Mother's Day Is Coming
Also some stuff about the SBC and how hard it is to go to church on any day of the year.
Finished listening to Feminism Against Progress last night while slewing dirt and seeds around in my garden. It is a suitable book to read on the eve of Mother’s Day, which, if you live in the US, is just around the corner. Everyone I know loves Mother's Day, of course. It's the best day. Nothing is better than being a mother at this peculiar time in human history. Not only does one gain social status and almost universal approbation by the decision to have a child, but also, one’s life is instantly made much much much more practically easier by the addition of one or more helpless people.
It's very easy, for example, to run the gauntlet of a medical industrial complex that thinks that pregnancy is an illness. It’s lovely to raise children without very much social support. It’s brilliant to muscle babies and small children in and out of space-x car seats and to be always looking over your shoulder to see if someone is going to anonymously report you for being bad. And then, my favorite is to begin to worry about educating children at just the moment when the educational industrial complex decided to be, how shall I put it…dysfunctional. And to perseverate about the emotional and spiritual health of older children. To manage schedules. To discover, one morning, that you are the “executive” functioning brain of the entire household and that you also have to teach the children to drive. And then to stagger into the divine liturgy on some random Sunday in May and discover that it’s your “special day.” That the calendar has vouchsafed to you a couple of hours to sit there and contemplate all your failures and disappointments, all the things you thought you were going to do and didn’t. If you survive, I’ll be standing at the back to hand you a flower and congratulate you for being awesome.

EXERCISE DATA:
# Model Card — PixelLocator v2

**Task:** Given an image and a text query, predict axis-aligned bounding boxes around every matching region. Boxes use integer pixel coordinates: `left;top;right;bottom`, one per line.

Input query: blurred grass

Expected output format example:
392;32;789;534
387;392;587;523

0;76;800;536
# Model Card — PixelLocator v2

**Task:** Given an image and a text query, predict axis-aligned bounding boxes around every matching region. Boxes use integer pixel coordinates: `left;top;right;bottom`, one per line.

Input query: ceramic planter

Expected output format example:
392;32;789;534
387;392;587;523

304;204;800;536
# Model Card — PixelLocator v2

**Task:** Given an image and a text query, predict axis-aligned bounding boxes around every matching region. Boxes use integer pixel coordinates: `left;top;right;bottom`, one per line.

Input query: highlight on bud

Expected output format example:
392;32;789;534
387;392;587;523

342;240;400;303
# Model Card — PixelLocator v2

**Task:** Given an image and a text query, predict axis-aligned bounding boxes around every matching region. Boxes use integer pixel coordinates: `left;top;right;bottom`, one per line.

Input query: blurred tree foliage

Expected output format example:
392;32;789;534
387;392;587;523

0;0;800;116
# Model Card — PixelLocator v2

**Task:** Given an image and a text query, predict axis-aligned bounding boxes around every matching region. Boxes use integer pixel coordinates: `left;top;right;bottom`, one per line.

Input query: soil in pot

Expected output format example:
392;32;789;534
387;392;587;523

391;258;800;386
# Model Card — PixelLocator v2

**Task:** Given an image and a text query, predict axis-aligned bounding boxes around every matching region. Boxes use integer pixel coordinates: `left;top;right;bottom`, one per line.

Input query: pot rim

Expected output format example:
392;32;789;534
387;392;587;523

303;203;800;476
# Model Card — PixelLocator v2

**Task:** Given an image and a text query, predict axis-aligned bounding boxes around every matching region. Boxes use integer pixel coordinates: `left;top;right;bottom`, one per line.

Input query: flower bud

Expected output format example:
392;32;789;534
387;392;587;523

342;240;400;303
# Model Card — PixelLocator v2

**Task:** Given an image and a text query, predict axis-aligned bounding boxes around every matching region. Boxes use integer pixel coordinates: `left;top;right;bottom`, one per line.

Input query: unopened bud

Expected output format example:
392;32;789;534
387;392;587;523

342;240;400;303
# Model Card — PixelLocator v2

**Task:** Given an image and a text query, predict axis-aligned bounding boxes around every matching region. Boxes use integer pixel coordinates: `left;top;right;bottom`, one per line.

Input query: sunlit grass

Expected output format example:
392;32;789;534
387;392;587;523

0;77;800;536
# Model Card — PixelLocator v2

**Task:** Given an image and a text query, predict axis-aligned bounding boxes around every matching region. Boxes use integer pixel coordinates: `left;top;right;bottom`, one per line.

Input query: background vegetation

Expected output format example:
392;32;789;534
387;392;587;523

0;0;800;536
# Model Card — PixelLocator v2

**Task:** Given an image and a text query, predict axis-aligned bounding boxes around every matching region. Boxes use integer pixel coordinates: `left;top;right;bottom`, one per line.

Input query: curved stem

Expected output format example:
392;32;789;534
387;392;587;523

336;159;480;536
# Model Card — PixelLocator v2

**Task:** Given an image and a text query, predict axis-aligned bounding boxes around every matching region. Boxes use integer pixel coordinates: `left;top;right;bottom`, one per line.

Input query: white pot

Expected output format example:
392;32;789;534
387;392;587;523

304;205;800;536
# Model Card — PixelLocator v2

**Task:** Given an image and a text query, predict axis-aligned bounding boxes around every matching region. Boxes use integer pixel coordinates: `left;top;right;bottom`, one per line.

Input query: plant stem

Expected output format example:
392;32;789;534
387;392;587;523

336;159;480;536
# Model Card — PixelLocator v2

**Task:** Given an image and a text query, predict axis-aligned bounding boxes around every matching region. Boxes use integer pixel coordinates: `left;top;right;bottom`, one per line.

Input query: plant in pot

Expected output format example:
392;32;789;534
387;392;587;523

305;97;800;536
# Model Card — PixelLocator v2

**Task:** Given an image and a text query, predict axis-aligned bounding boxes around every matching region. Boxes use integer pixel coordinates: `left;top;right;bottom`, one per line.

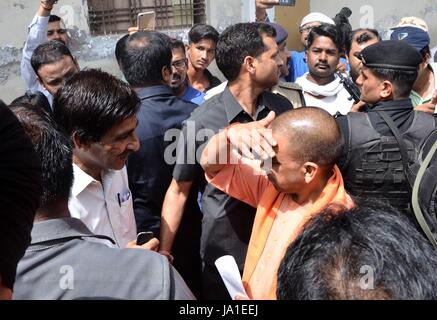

ASSIGNED TASK 1:
In the Mother's Day essay, what book did the writer finish listening to while working in the garden?
ASSIGNED TASK 2:
Reproduce the Mother's Day essay word for word from "Mother's Day Is" to "more helpless people.".
ASSIGNED TASK 3:
Continue the Mother's Day essay from its last sentence.
The material above is separate from the Mother's Day essay.

WRITTEN ANSWER 1:
Feminism Against Progress

WRITTEN ANSWER 2:
Mother's Day Is Coming
Also some stuff about the SBC and how hard it is to go to church on any day of the year.
Finished listening to Feminism Against Progress last night while slewing dirt and seeds around in my garden. It is a suitable book to read on the eve of Mother’s Day, which, if you live in the US, is just around the corner. Everyone I know loves Mother's Day, of course. It's the best day. Nothing is better than being a mother at this peculiar time in human history. Not only does one gain social status and almost universal approbation by the decision to have a child, but also, one’s life is instantly made much much much more practically easier by the addition of one or more helpless people.

WRITTEN ANSWER 3:
It is any wonder, in this new, bright, practically dystopian age, that so many people--women in particular--are opting for the Meat Lego Gnostic option—Harrington's clever term for people who think that the body is infinitely malleable, and that a disembodied sort of life is much more worth living than the embodied kind. Why wouldn't you retreat away from the body? Why wouldn't you try your best to make your child not have to deal with any of the inconvenient and embarrassing parts of being a person?
So anyway, you should read the book, and we should all chat about it on Substack. Especially because I think we might dig out of it some extremely useful ways to critique the Church, which, on the whole, is doing its best, but is coping with all the same kinds of troubles as everyone else. What are we to do when we sit on our devices all week, scrolling and fretting? How can we possibly get along with each other on a Sunday morning? Each of us, isolated in her own house, struggling with her children, swimming against the tide? How can a day of embodied "rest" with a lot of people who are just as beset and troubled as she is even be a thing?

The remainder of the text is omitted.